* [DATA EXTRACT]
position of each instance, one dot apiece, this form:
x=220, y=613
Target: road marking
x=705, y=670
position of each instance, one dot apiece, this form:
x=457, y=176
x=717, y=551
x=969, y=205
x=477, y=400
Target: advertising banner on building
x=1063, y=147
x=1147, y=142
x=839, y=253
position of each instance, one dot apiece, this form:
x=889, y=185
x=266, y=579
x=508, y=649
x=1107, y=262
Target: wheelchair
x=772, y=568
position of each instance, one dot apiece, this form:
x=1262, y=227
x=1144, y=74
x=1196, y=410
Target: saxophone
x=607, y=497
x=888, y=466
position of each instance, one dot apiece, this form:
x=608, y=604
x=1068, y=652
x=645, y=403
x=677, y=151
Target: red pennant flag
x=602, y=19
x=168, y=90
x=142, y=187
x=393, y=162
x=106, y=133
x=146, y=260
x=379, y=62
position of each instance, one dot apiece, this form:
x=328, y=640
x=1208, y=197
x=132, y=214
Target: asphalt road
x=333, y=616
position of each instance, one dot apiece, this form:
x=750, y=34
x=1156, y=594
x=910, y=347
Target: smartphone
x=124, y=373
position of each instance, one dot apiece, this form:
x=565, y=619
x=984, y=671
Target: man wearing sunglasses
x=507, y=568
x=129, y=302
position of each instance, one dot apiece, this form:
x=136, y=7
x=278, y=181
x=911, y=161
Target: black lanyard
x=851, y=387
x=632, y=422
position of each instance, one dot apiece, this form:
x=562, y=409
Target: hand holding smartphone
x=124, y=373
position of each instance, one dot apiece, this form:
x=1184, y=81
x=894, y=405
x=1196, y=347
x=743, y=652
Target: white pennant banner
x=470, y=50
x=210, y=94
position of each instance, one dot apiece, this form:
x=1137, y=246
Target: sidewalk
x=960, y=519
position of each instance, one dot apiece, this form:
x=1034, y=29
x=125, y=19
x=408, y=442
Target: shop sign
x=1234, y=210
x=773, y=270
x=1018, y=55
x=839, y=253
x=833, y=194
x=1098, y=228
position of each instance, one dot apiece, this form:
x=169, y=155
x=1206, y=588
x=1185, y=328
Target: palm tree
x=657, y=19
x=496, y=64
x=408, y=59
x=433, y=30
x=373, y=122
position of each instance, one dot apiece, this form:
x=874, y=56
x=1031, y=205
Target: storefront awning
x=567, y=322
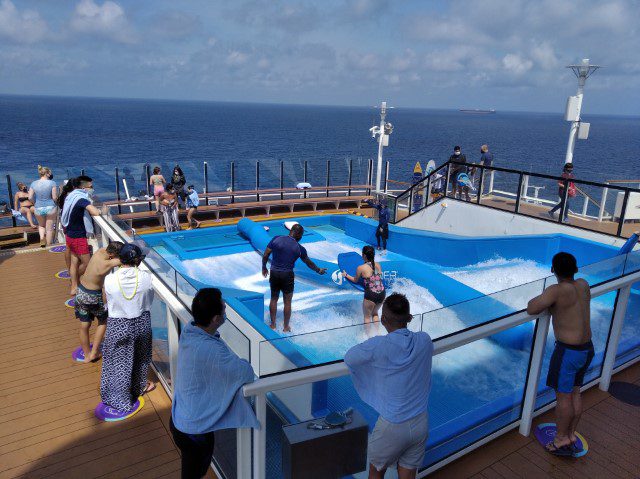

* [STATED EXERCISE] Give every one of the entries above as a numbered list, dropping any blank lines. Leave the pictures out of your answer.

* [RESULT BELOW]
1. position of each instance, one dot apiece, this form:
2. x=220, y=613
3. Target: road marking
4. x=705, y=670
5. position of each instance, one dot apiece, this form:
6. x=457, y=176
7. x=717, y=551
8. x=969, y=205
9. x=477, y=400
10. Target: advertising banner on building
11. x=1063, y=147
12. x=1147, y=142
13. x=839, y=253
14. position of each instance, one dot apiece, this form:
15. x=889, y=185
16. x=266, y=579
17. x=508, y=649
18. x=1107, y=262
19. Target: wheelchair
20. x=772, y=568
21. position of each instance, one dot apiece, this form:
22. x=1262, y=227
23. x=1144, y=74
24. x=1196, y=410
25. Target: saxophone
26. x=607, y=497
27. x=888, y=466
28. position of each instance, one dot apiece, this form:
29. x=608, y=604
30. x=1068, y=652
31. x=645, y=403
32. x=677, y=151
33. Target: red pennant flag
34. x=602, y=19
35. x=168, y=90
36. x=142, y=187
37. x=393, y=162
38. x=106, y=133
39. x=146, y=260
40. x=379, y=62
41. position of each instance, one dot apiece, this form:
42. x=328, y=640
43. x=1208, y=197
44. x=132, y=214
45. Target: asphalt road
46. x=333, y=616
47. position of each instance, one dot apiece, this form:
48. x=750, y=34
49. x=1156, y=594
50. x=910, y=347
51. Target: smartphone
52. x=124, y=373
53. position of each instance, one dot apiece, this form:
54. x=565, y=619
55. x=984, y=671
56. Target: man wearing sunglasses
57. x=507, y=568
58. x=129, y=302
59. position of each instance, one dot apiece, this form:
60. x=136, y=7
61. x=278, y=181
62. x=911, y=161
63. Target: black lanyard
64. x=851, y=387
65. x=632, y=422
66. position of each instance, one dot apiece, this form:
67. x=562, y=409
68. Target: hand holding smartphone
69. x=124, y=373
70. position of each instance, one dot apiece, this form:
71. x=1184, y=81
72. x=894, y=405
73. x=1196, y=347
74. x=743, y=652
75. Target: white pennant banner
76. x=470, y=50
77. x=210, y=94
78. position of each instance, one dot apiece, this form:
79. x=1137, y=246
80. Target: sidewalk
81. x=960, y=519
82. position of each instance, one dot apiece, this form:
83. x=1034, y=29
84. x=125, y=19
85. x=408, y=442
86. Target: shop sign
87. x=1234, y=210
88. x=773, y=270
89. x=1018, y=55
90. x=839, y=253
91. x=833, y=194
92. x=1098, y=228
93. position of each instance, one dot apiece, this form:
94. x=169, y=155
95. x=1206, y=588
96. x=1185, y=328
97. Target: palm tree
98. x=657, y=19
99. x=496, y=64
100. x=408, y=59
101. x=433, y=30
102. x=373, y=122
103. position of each instance, one dot apiece, this form:
104. x=874, y=56
105. x=1031, y=205
106. Target: storefront awning
107. x=567, y=322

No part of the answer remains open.